SUPPLIED TEXT:
Today’s and tomorrow’s CMOs must go beyond just seeking to drive audience engagement and look to drive the sales process as a whole. 

Marketing leaders are unique in that they own not just marketing operations but, beyond this, increasingly, the entire go-to-market of the business. This, together with the intense competition for markets and customers (and reduced channels), makes the role of marketing to increase market share more direct, immediate and urgent than ever.

  1. The CMO As Focuser: Predicting Change and Demanding Focused Approaches for the Business

CMOs and marketing leaders have always been tasked with anticipating the way that audiences, customers and prospects will change. As one of the most data-savvy areas of business, CMOs are in the front seat when it comes to the prediction of change.

As the business landscape shifts, however, and CMOs become more strategic and tasked with market growth and revenue more directly than ever, they will also need to become more plugged into predicting and pre-empting how the sales and market opportunity itself will evolve.

A good example of this would be the evolution of many sales models to ‘as-a-service,’ which immediately changes the nature of the sales conversation and engagement as the opportunity evolves.

The CMO will increasingly drive decision-making around what opportunities to go for and how it all connects to product, portfolio and delivery.

CMOs, and marketing more generally, will increasingly have to consult with the rest of the business to define not just the direction of marketing, but the direction of product and service delivery. Thus, as key data drivers of the business, CMOs can use the need to predict change to step further into the operations of the business as a whole and drive it forward.

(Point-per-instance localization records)

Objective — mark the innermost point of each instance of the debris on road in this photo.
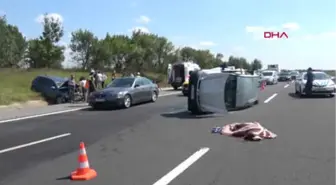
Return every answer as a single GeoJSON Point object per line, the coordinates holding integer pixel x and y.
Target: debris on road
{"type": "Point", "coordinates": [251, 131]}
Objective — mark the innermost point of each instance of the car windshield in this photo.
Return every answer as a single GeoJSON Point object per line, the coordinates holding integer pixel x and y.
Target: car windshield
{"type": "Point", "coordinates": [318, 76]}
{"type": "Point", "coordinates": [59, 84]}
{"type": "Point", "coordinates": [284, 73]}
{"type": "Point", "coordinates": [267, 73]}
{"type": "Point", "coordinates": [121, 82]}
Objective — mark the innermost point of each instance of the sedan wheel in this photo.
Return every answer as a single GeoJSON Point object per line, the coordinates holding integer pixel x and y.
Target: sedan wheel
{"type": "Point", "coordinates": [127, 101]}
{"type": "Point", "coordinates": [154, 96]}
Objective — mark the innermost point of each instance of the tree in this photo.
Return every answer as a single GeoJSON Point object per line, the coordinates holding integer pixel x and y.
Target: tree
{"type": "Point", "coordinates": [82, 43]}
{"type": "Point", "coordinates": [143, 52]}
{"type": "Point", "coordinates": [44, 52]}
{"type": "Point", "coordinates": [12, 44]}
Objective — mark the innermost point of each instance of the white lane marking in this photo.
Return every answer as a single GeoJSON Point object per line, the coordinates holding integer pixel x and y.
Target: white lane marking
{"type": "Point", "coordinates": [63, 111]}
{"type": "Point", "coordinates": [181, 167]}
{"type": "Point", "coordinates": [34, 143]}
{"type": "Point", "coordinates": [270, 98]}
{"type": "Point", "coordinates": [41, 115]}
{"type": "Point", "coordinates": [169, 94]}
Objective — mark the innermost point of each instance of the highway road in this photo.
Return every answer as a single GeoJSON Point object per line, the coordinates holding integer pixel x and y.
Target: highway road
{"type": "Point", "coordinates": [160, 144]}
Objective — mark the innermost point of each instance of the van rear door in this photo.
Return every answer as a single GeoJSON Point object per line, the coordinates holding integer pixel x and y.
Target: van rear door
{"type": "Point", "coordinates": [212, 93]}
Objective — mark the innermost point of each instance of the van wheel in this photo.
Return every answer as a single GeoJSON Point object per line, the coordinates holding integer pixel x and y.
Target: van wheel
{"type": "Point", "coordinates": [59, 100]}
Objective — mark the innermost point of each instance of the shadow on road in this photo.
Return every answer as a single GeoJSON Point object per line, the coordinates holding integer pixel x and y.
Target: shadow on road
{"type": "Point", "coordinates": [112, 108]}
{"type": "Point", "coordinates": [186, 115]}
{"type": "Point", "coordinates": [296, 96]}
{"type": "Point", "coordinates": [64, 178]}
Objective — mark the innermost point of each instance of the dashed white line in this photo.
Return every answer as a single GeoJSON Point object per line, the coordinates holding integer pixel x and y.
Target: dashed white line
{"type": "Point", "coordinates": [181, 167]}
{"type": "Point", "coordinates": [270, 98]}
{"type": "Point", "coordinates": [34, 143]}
* * *
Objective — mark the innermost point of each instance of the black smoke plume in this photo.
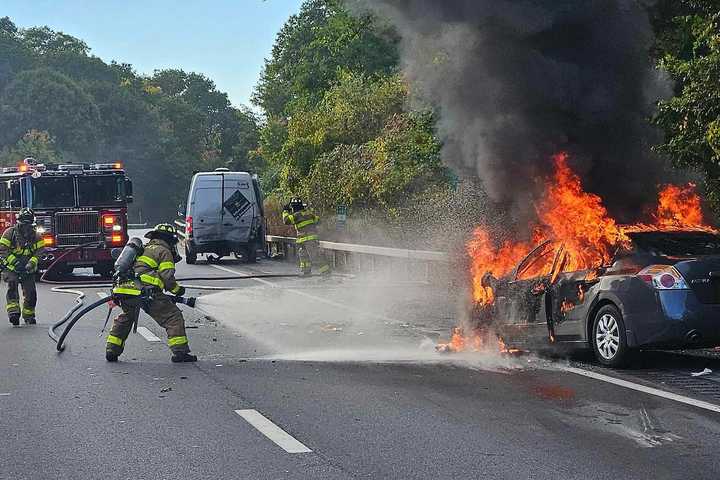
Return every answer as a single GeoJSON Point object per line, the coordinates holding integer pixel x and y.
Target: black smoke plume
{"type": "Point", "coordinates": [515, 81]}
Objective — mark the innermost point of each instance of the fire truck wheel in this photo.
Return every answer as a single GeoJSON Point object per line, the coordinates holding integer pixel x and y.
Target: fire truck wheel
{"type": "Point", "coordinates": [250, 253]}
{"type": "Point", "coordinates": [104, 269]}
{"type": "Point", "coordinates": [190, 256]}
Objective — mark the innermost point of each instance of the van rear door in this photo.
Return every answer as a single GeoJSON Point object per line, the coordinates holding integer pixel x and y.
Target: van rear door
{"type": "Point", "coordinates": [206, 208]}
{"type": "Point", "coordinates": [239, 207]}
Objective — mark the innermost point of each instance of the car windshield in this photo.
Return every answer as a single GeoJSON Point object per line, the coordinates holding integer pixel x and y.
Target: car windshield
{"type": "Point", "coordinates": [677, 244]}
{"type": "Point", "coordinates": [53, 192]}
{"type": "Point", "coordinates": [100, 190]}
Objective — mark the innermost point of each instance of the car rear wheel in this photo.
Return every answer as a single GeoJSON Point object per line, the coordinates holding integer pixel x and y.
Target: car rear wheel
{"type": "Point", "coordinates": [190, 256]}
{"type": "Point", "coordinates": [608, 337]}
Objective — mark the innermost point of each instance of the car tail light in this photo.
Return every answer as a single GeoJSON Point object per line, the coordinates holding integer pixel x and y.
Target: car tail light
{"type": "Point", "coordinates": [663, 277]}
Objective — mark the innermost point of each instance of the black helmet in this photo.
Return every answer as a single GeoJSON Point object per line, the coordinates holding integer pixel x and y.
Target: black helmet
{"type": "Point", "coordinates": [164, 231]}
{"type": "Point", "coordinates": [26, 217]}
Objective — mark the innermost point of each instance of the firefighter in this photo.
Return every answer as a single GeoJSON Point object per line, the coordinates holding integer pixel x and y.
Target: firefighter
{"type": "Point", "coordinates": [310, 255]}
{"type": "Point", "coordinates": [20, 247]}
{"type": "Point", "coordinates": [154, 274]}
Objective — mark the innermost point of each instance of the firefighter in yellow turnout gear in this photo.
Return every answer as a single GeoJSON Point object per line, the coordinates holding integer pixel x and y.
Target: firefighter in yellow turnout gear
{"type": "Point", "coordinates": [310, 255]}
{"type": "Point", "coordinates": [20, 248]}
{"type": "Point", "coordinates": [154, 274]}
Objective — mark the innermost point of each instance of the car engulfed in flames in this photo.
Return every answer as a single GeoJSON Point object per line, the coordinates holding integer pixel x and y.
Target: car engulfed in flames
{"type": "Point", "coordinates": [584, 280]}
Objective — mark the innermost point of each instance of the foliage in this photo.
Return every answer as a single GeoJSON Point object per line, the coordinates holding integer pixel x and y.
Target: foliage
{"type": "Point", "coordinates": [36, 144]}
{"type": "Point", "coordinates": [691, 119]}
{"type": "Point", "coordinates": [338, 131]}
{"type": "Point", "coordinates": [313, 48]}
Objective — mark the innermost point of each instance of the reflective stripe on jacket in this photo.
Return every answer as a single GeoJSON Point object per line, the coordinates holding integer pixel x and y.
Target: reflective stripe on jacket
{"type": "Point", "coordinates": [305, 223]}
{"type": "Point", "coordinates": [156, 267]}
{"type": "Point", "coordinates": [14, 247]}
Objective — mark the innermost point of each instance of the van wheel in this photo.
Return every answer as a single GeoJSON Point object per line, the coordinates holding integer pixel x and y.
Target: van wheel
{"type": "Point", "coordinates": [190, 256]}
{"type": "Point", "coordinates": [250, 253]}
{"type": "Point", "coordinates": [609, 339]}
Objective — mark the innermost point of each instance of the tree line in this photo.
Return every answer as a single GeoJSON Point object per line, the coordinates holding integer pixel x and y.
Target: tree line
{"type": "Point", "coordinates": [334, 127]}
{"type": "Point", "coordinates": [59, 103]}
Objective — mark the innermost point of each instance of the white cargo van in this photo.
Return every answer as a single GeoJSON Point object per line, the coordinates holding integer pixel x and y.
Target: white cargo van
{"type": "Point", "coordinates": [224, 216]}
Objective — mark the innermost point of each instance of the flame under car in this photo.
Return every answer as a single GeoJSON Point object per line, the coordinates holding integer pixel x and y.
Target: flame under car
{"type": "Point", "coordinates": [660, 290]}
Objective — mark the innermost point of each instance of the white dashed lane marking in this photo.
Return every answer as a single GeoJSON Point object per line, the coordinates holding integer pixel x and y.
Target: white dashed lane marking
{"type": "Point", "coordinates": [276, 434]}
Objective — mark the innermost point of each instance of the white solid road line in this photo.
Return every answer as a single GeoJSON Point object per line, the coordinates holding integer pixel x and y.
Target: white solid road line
==
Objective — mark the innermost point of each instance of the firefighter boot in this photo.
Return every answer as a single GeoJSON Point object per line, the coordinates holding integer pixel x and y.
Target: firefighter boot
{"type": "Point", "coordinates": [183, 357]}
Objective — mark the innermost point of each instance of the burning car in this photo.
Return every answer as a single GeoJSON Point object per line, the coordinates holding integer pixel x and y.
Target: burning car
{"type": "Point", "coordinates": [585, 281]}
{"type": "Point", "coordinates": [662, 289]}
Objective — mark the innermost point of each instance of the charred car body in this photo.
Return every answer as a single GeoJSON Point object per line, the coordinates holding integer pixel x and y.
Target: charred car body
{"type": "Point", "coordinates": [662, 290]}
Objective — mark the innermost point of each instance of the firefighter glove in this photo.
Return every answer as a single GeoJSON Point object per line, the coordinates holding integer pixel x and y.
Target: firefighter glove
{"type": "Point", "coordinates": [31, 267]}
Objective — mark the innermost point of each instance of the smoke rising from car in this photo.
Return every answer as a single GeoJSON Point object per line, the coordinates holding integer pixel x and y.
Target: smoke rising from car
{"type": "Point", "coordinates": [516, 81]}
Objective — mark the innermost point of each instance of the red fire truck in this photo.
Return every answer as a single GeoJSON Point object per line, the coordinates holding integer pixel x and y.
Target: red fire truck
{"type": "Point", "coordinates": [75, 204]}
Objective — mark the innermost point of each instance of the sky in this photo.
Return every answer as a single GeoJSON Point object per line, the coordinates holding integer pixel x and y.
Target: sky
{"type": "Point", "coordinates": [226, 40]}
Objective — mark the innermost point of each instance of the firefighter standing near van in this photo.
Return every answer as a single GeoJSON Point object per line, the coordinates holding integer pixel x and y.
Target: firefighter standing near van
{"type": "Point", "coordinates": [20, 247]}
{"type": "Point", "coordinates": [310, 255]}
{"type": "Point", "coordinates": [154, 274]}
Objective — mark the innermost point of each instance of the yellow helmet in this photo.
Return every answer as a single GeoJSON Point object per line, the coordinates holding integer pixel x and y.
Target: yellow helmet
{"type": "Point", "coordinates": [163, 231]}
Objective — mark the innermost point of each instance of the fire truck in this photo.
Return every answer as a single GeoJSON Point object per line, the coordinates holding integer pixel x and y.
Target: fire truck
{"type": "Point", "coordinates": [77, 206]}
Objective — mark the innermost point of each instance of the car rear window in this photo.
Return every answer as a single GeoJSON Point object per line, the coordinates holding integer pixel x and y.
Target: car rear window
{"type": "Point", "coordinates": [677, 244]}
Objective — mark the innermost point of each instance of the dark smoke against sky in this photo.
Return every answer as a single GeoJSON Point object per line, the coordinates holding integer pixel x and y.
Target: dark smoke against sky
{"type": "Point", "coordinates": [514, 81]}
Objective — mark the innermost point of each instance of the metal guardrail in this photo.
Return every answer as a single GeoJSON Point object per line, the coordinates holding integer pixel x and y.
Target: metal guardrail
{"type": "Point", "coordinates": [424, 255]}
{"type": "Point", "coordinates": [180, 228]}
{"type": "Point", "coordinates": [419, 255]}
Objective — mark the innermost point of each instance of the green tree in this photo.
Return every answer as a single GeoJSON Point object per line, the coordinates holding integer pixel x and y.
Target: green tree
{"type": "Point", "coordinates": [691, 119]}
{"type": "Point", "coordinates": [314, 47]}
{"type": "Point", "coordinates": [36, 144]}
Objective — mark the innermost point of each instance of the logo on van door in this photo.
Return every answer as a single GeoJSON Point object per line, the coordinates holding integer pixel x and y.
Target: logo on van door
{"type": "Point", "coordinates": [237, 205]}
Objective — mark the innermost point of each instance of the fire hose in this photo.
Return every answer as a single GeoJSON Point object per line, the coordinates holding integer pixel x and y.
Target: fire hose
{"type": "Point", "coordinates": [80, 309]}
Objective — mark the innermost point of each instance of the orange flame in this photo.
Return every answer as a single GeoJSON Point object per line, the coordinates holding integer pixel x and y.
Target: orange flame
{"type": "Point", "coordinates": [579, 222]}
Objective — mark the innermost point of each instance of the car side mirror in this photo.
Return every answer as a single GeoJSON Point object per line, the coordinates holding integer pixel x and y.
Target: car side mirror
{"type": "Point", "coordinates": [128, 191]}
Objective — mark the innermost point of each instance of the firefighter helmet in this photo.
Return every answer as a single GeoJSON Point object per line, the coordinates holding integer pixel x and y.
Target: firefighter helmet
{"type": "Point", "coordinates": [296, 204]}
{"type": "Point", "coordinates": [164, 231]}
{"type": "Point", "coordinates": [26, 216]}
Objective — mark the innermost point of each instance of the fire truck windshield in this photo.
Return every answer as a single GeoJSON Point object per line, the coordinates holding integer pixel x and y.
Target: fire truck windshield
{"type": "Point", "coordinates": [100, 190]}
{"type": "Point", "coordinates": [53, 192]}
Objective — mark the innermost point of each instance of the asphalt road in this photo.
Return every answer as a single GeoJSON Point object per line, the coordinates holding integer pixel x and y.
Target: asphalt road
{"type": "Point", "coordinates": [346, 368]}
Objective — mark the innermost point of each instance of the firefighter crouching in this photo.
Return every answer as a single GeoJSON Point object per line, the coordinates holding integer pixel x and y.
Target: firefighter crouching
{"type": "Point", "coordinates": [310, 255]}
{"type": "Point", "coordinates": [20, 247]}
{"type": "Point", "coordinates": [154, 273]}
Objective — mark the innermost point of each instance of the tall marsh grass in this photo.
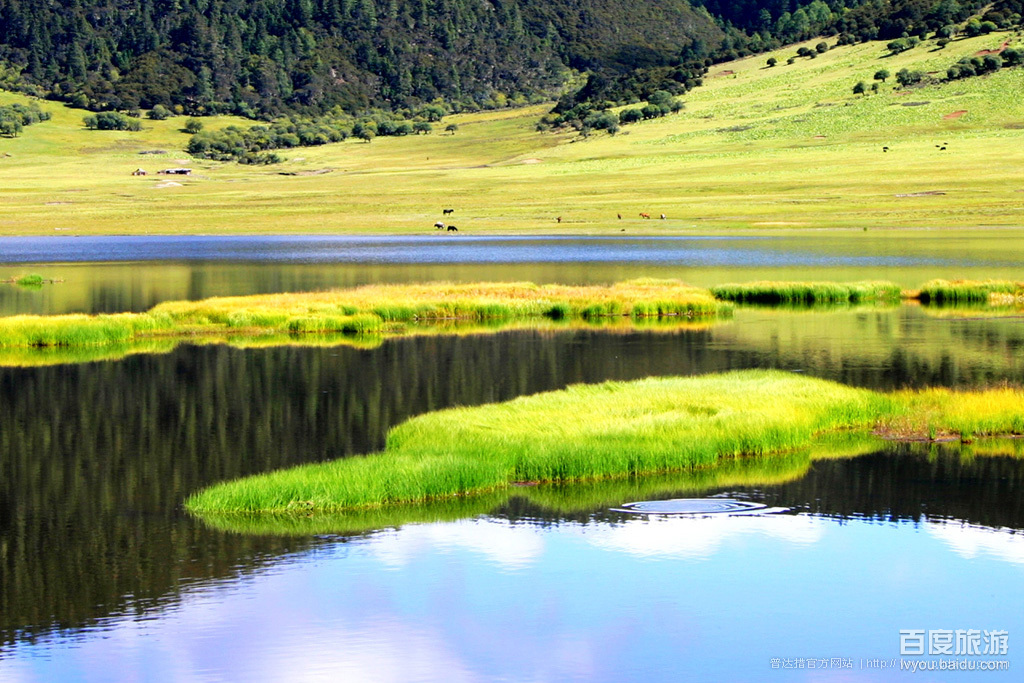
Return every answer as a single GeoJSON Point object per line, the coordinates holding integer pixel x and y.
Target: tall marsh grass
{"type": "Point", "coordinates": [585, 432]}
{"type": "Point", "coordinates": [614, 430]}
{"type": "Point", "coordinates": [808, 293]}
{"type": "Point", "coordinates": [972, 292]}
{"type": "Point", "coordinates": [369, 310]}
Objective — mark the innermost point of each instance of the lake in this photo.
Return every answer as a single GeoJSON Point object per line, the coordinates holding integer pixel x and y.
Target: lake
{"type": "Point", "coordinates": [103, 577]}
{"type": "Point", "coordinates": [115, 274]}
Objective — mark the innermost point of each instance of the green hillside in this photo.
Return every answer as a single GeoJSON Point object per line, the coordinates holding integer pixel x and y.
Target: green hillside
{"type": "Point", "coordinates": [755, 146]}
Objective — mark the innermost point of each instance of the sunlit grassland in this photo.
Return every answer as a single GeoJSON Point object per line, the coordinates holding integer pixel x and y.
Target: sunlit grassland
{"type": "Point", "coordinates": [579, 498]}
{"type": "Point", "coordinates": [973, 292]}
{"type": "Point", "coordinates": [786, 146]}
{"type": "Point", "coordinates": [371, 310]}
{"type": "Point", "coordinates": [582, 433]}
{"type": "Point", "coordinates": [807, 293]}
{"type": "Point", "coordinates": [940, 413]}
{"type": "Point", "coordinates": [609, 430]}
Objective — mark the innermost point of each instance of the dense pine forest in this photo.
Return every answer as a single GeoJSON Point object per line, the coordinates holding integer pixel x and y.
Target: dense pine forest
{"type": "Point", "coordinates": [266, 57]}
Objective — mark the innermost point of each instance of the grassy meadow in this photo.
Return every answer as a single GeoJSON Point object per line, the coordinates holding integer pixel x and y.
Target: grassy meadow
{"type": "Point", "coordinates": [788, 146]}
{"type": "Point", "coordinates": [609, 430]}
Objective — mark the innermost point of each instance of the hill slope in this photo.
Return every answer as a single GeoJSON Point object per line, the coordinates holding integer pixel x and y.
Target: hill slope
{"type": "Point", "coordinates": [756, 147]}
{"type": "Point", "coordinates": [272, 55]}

ACTIVITY LIST:
[1] From the text on the changing role of the CMO, list the groups whose changes CMOs have always been tasked with anticipating.
[2] In the text on the changing role of the CMO, what evolution in sales models is given as an example?
[3] Carry the text on the changing role of the CMO forward from its final sentence.

RESULTS OF THE EXERCISE:
[1] audiences, customers, prospects

[2] The evolution of many sales models to 'as-a-service.'

[3]
In addition, CMOs will help use their predictive insight to focus the business not just in terms of using their (more limited) marketing budgets, but wider in terms of helping the business evolve more precise, specific products and delivery.

Today’s and tomorrow’s CMO is using data and analytics, combined with industry and market focus, to define not just the next direction for channel communications, but for the business and its sales targeting.

  1. Cutting Through the Noise: CMOs Need to Create New Rules of Attention and Personalization at Scale — Everywhere

With most sales conversations limited, the race is on to deliver content to over-communicated customers. To compete, CMOs must be skilled in the intelligent use of traditional channels to drive more nuanced, relevant and useful materials, as well as advice, to customers.

In addition to speed, CMOs need to be able to create a strategy of engagement that is more compelling and actionable for customers, which, increasingly, will require them to radically evolve the content and formats they create. With the engagement potential of offline channels (such as events) no longer possible, CMOs need to draw on the data-driven intelligence of alternative online channels, which means more personalized programmatic delivery at scale, delivering to every individual and every enterprise customer as an “audience of one.”

Today’s and tomorrow’s CMO is connecting deep analytical and data capability to customer processes and moments across the business to not just develop customer experiences, but to make the entire business an experience through scaled, industrialized personalization everywhere.

  1. The CMO As Cultural Revolutionary: Driving Employment and Community

Today’s and tomorrow’s CMO is working actively to create greater certainty for their people. They’re competing for and driving the most relevant skills — particularly digital — and actively engineering a culture across not just marketing, but the business, coded for success.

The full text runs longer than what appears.